* _TASK_
Return the data below in full, matching every line exactly.

* * * * * * * * *

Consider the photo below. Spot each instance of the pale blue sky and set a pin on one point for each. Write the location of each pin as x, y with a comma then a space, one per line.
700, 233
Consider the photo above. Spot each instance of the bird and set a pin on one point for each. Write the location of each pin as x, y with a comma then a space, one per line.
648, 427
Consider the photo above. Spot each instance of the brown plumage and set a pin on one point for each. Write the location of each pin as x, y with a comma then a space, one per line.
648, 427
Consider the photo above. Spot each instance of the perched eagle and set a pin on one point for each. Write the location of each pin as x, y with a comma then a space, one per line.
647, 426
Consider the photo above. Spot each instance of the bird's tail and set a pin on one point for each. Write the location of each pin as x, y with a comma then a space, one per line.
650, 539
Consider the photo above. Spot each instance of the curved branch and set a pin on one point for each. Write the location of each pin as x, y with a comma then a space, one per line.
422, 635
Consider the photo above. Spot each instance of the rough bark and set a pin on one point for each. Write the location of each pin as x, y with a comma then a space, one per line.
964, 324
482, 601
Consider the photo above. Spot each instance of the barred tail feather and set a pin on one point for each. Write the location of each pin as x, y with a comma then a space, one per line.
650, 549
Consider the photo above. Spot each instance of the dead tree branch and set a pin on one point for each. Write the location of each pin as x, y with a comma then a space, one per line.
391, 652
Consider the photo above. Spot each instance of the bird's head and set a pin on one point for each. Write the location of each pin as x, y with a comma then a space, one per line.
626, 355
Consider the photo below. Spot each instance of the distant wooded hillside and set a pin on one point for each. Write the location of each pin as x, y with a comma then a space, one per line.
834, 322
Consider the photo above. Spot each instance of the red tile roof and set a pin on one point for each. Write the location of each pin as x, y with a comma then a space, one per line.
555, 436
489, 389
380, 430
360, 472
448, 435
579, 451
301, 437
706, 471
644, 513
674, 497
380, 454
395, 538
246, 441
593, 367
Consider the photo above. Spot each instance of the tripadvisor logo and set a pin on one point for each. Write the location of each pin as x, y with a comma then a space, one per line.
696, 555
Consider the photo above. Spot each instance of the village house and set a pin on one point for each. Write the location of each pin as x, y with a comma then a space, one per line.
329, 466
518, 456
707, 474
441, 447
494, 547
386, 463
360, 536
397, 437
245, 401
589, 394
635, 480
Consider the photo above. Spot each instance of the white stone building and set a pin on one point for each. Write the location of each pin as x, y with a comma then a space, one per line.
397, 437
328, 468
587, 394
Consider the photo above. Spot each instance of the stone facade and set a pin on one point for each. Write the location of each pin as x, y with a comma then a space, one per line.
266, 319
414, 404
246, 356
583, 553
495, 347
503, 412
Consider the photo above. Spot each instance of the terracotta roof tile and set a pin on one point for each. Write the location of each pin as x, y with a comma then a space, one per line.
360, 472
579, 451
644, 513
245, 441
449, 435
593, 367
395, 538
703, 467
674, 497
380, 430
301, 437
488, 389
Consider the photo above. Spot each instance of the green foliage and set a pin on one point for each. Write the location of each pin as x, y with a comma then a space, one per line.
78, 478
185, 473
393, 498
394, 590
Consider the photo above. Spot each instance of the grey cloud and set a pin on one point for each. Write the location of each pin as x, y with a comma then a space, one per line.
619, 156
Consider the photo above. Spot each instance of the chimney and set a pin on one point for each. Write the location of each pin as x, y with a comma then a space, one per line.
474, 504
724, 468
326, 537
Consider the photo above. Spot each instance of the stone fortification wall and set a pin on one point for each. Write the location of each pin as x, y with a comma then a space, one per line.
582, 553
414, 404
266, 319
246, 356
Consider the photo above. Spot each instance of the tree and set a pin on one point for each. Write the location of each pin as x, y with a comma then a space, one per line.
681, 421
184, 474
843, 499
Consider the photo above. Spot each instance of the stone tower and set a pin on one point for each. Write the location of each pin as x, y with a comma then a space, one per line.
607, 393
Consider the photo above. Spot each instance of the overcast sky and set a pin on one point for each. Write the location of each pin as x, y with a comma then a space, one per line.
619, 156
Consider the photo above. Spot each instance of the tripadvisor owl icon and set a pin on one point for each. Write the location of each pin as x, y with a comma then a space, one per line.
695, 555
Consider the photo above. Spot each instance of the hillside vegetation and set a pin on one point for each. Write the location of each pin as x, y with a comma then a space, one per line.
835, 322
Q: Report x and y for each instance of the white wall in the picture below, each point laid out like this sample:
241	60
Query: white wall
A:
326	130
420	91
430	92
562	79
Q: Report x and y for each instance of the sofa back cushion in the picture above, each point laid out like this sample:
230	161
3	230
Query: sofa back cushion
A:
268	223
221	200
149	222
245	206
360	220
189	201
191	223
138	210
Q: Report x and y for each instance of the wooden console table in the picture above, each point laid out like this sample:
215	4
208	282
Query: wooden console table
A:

* * * * * * * * *

* _OUTPUT BELOW_
Consider the photo below. Spot each instance of the pale blue sky and set a pin on one point for each. Write the location of each pin as x, y with a comma then a space, one per line.
700, 233
Consider the photo above. Spot each instance of the bird and set a pin on one point for each. Write the location of each pin as x, y with a comma then a space, one per line.
648, 427
Consider the photo above. Spot each instance of the brown plumage and set a pin on one point for each. Write the location of each pin as x, y with a comma then a space, one per line.
648, 427
Consider the photo above. Spot each instance of the perched eagle and set a pin on one point for each. Write the location of each pin as x, y with a comma then a space, one per line.
647, 426
Consider the photo above. Spot each instance of the bird's tail and set a pin on one point for each. Write the location of each pin as x, y with a comma then a space, one per line.
650, 539
Consider the photo above. Spot each instance of the curved branch and set a pin on one point for each. Write the location of each pin as x, y with a comma then a space, one per line.
422, 635
Consider the photo above. Spot each instance of the rough bark and set a pin on one point for each. Write the location of each pin as x, y with a comma then a space, one per line.
964, 324
482, 601
Consider the photo above. Spot each instance of the barred tail feather and set a pin on one point for each. Write the location of each pin as x, y with a comma then a space, one per line.
650, 549
Consider the photo above. Spot each instance of the dead tree branch and set a pin on one point for each. Write the location of each pin as x, y with a comma then a space, one per line.
391, 652
Consider the photo above. Spot each instance of the bird's head and set a pin on one point for each. Write the location of each pin as x, y with a comma then a space, one per line.
626, 355
Consider the photo below. Spot each instance of the distant wooded hillside and set a pin on one point for each. Write the location of each pin as x, y with a comma then a space, one per line.
834, 322
Consider the photo above. Spot each instance of the red tile roof and set a pin on one point for each. Write the location of each pin as x, y with a comma then a space, one per line.
555, 436
489, 389
380, 430
360, 472
448, 435
579, 451
301, 437
706, 471
644, 513
674, 497
380, 454
395, 538
246, 441
593, 367
Consider the photo above. Spot each instance of the tripadvisor logo and set a pin on one point for each. Write the location of each pin as x, y with a comma then a space, one per line.
696, 555
Consider the photo above. Spot each instance of the village house and set a pin on one point for each. Write the location of each pin as x, y with a comma then a space, one per line.
329, 466
518, 456
707, 474
441, 447
494, 547
386, 463
360, 536
397, 437
245, 401
589, 394
635, 480
Consider the photo above. Spot each instance of the white stone building and set a pin on one point for each. Write the location of each pin as x, y with a comma then a space, one per line.
397, 437
328, 468
587, 394
Consider the photo above. Spot each instance of the stone facade and set a pin on one point for each. Write the location of each pin as x, y with a comma then a space, one per line.
266, 319
414, 404
246, 356
583, 553
495, 347
503, 412
Consider the photo above. Spot each instance of the terracotta roof tile and set a pin on one point for each. Write the location of each pin as x, y with a comma then a space, one per line.
360, 472
579, 451
644, 513
245, 441
449, 435
593, 367
395, 538
703, 467
674, 497
380, 430
301, 437
488, 389
Consider the photo above. Spot each instance of the green foliage and set a pin on one point for each. Write the location of each pin as x, y with a comma then a space, one per line.
78, 478
185, 473
393, 498
394, 590
Consider the photo above. Spot each instance of the grey cloud and set a pin on one point for each. Write the location of each pin as x, y with a comma then a space, one per line.
619, 156
Consider the photo above. Spot each instance of the chimney and set a pin on one point for each. Write the location of each pin as x, y with a comma then a space, one per line.
474, 504
724, 468
326, 537
Consider the photo above. Spot each instance of the stone fortification wall and set a pin on one point for each. Write the location of each pin as x, y with a comma then a space, one per line.
582, 553
414, 404
266, 319
246, 356
Consider the photo above. Spot each instance of the tree and set a pin on one point for each. Write the location of each pin as x, y with a comma then a space, one per line.
681, 421
184, 474
843, 499
Consider the photo above. Spot each instance of the stone tower and set a pin on one point for each. Write the location of each pin as x, y with a comma then a space, one per line.
607, 393
Consider the photo above. Spot each instance of the overcast sky and set a pin on one point for each. Write the location of each pin as x, y with a comma then a space, one per line.
619, 156
Consider the photo above. Spot each instance of the tripadvisor owl icon and set a pin on one point for each. Write the location of each pin as x, y with a comma then a space, one per line.
695, 555
Consider the photo above. Spot each instance of the hillside vegetation and set a pin on one point for each. Write the location of each pin as x, y with a comma then a space, one per line.
835, 322
Q: Report x and y for each instance of the white wall in the picture below, each point laid out like this sample:
241	60
Query: white wall
A:
326	130
420	91
430	92
562	79
Q: Report x and y for each instance of the sofa back cushion in the picture above, each point laid out like this sample:
230	161
3	230
Query: sofa back cushion
A:
268	223
221	200
149	222
245	206
360	220
189	201
191	223
138	210
Q: Report x and y for each instance of the wooden console table in the picture above, each point laid out like this sample:
215	4
208	282
Query: wooden console table
A:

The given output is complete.